[BEGIN]

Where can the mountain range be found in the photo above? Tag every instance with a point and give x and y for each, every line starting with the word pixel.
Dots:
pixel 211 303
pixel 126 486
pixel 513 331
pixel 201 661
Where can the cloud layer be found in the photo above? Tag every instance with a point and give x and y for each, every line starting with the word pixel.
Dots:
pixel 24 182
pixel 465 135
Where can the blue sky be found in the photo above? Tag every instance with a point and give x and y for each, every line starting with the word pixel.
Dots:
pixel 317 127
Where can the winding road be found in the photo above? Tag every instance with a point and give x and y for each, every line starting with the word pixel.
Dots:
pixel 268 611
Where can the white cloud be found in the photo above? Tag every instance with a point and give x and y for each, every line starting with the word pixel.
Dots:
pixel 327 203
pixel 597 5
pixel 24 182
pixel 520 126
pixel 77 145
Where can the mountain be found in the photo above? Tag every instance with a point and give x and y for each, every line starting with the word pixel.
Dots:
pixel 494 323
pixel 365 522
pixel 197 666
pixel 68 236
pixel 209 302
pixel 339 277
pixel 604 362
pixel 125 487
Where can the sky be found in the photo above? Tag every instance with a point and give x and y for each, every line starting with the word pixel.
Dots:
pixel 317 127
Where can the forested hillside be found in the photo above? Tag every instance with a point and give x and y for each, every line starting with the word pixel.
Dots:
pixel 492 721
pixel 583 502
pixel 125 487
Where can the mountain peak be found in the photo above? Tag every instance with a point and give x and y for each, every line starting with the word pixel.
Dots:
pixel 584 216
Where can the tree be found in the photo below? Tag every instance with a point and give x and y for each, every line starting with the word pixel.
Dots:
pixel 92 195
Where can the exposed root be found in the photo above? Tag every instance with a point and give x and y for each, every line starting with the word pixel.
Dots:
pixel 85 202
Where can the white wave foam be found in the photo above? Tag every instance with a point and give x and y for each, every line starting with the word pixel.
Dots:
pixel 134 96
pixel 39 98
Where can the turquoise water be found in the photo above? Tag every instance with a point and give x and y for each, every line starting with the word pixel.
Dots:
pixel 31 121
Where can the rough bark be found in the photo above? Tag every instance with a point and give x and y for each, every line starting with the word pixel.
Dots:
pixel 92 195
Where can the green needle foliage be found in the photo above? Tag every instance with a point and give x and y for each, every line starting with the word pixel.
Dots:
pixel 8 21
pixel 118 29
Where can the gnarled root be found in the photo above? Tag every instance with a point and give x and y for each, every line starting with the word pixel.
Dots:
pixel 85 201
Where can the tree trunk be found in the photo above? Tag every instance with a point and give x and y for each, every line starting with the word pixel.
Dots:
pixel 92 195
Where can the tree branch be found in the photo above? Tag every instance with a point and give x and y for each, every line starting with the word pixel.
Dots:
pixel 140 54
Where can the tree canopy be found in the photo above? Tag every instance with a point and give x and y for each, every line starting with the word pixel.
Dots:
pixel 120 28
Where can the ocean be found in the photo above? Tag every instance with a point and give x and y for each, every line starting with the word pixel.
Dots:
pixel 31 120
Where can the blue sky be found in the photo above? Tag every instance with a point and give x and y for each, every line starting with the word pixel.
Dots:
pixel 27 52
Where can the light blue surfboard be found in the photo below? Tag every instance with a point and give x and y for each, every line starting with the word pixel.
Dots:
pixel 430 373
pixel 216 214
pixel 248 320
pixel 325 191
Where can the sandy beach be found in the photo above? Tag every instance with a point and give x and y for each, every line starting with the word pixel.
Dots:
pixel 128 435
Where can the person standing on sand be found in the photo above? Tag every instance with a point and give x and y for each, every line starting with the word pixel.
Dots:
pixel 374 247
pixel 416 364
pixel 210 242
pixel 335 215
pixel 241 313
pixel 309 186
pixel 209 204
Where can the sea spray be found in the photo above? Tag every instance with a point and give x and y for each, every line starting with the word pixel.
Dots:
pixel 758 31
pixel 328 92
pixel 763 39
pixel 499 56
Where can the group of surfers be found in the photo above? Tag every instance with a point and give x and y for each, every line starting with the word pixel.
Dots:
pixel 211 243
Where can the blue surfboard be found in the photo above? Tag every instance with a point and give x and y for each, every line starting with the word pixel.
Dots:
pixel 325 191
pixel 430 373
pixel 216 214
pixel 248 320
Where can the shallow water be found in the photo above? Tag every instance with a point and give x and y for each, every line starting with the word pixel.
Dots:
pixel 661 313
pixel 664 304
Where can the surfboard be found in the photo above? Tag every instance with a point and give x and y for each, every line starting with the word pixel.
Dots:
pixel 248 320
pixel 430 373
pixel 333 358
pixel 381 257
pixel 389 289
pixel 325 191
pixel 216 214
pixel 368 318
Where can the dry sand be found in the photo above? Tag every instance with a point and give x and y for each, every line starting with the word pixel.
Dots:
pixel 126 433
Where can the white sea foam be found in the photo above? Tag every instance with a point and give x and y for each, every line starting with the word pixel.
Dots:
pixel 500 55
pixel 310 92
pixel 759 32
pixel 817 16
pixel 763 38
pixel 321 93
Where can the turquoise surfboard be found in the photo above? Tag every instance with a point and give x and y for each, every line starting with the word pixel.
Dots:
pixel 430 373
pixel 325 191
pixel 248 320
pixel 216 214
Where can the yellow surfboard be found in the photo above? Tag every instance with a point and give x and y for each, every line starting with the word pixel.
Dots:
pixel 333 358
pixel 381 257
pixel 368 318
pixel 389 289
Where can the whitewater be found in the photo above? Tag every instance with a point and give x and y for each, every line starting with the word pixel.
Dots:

[END]

> The request: Please reproduce all of the material above with "Dots" replaced by "Points" wherever it occurs, leaving everything else unchanged.

> Solution to this problem:
Where can the mountain range be found in the photo above? Tag every instance with a point and give x and y for each, every line starting with the word pixel.
Points:
pixel 211 303
pixel 126 486
pixel 513 331
pixel 201 661
Where can the cloud layer be found in the photo above? Tag every instance with a point and give x and y for each, every line starting with the word pixel.
Points:
pixel 24 182
pixel 465 135
Where can the blue sky be found in the photo above? Tag every instance with a point and give x and y for each, every line starting with the word pixel.
Points:
pixel 317 127
Where can the winding road be found in the photo above? Tag every instance with a point and give x and y for each, every line starting with the word pixel.
Points:
pixel 268 611
Where can the white cloud be found in the photo above? Tag every instance with a point and give x and y for each, every line starting with the word pixel.
Points:
pixel 327 203
pixel 597 5
pixel 24 182
pixel 520 126
pixel 77 145
Where can the mountain be found in the photo above? Tag every instance with a point and give x and y for each, every line starting with the word pixel.
Points:
pixel 494 323
pixel 365 522
pixel 197 666
pixel 68 236
pixel 209 302
pixel 339 277
pixel 604 362
pixel 125 487
Where can the sky be found in the photo above? Tag every instance with a point and give x and y for each, every line starting with the word pixel.
Points:
pixel 317 127
Where can the forested hillside be found in the photo above? Tag every instance with a point and give x and y for each, every line starting with the word pixel.
Points:
pixel 492 721
pixel 583 502
pixel 125 487
Where can the mountain peak be found in the photo above? Tag every instance with a point and give x and y for each, every line starting with the word pixel.
Points:
pixel 584 216
Where can the tree be found in the photo below? Tag every instance with a point and give x and y for each, every line starting with the word pixel.
Points:
pixel 92 195
Where can the exposed root be found in the photo above? Tag every instance with a point and give x and y for each, every line starting with the word pixel.
Points:
pixel 85 202
Where can the white wave foam be found in the photo above? Tag every instance with a point and give x and y for each, every line starting with the word pixel.
Points:
pixel 134 96
pixel 39 98
Where can the turquoise water be found in the photo above? Tag every instance with a point and give x and y for each, every line starting with the word pixel.
Points:
pixel 31 121
Where can the rough bark be found in the photo above? Tag every instance with a point and give x and y for each, every line starting with the word pixel.
Points:
pixel 92 195
Where can the green needle foliage be found in the photo above? Tag every instance with a point and give x and y for each, every line starting with the word pixel.
Points:
pixel 8 21
pixel 118 29
Where can the gnarled root be found in the photo above? Tag every instance with a point and give x and y for each, every line starting with the word pixel.
Points:
pixel 85 201
Where can the tree trunk be found in the photo above? Tag every instance with a point and give x and y for each, every line starting with the word pixel.
Points:
pixel 92 195
Where can the tree branch be found in the photo above? Tag every instance with a point and give x and y for each, every line starting with the word pixel.
Points:
pixel 140 54
Where can the tree canopy be found in the photo above? Tag every instance with a point and give x and y for each, every line starting with the word pixel.
Points:
pixel 120 28
Where can the ocean be found in the photo above? Tag every instance with a point and give x and y for each, every line starting with the word pixel.
Points:
pixel 31 120
Where can the blue sky be found in the photo above? Tag every instance with a point and give x and y for each, every line starting with the word pixel.
Points:
pixel 27 52
Where can the light blue surfboard be found in the photo below? Tag every instance with a point and give x and y for each, every line starting with the word pixel.
Points:
pixel 430 373
pixel 216 214
pixel 248 320
pixel 325 191
Where can the sandy beach be found in the photo above? Tag every instance with a point and give x and y for each, every line starting with the word pixel.
Points:
pixel 128 435
Where can the person standing on sand be found in the photo above? Tag every instance with a point and give x and y for each, every line starting with the word pixel.
Points:
pixel 374 247
pixel 416 364
pixel 210 242
pixel 335 215
pixel 241 313
pixel 309 186
pixel 209 204
Where can the sea spray be found in the photo above? Tag every instance with a point and give x and y for each, every line starting with the word pixel.
Points:
pixel 758 31
pixel 328 92
pixel 763 39
pixel 499 56
Where can the group of surfers be found in the photo above? Tag every instance with a point and give x and y for each, every line starting with the word pixel.
Points:
pixel 211 243
Where can the blue surfboard be found in the photo above? Tag every instance with a point and give x and y for each, every line starting with the word pixel.
Points:
pixel 325 191
pixel 430 373
pixel 216 214
pixel 248 320
Where can the shallow water be found in the photo above? Tag every instance with a point and give x and y for each, every line starting with the word pixel.
Points:
pixel 661 313
pixel 664 304
Where can the surfboard be found in the photo above? Tag every instance with a point and give x and y for each, every line starting with the word pixel.
Points:
pixel 248 320
pixel 430 373
pixel 333 358
pixel 381 257
pixel 389 289
pixel 325 191
pixel 216 214
pixel 368 318
Where can the dry sand be found in the photo above? Tag every instance with a point and give x and y for each, every line starting with the word pixel.
Points:
pixel 126 433
Where can the white sea foam be found in the photo above? Tag every instance with a point and give x and y for each, every line starting with the word pixel.
Points:
pixel 500 55
pixel 310 92
pixel 759 32
pixel 817 16
pixel 763 38
pixel 321 93
Where can the turquoise surfboard be found in the photo above? Tag every instance with a point and give x and y for each, every line starting with the word pixel.
Points:
pixel 430 373
pixel 325 191
pixel 248 320
pixel 216 214
Where can the yellow surfboard be found in the photo above? Tag every instance with a point and give x and y for each, every line starting with the word pixel.
Points:
pixel 333 358
pixel 381 257
pixel 368 318
pixel 389 289
Where can the whitewater be found in the photo above? Tag every instance with a point and give x and y for each, every line starting with the word pixel.
Points:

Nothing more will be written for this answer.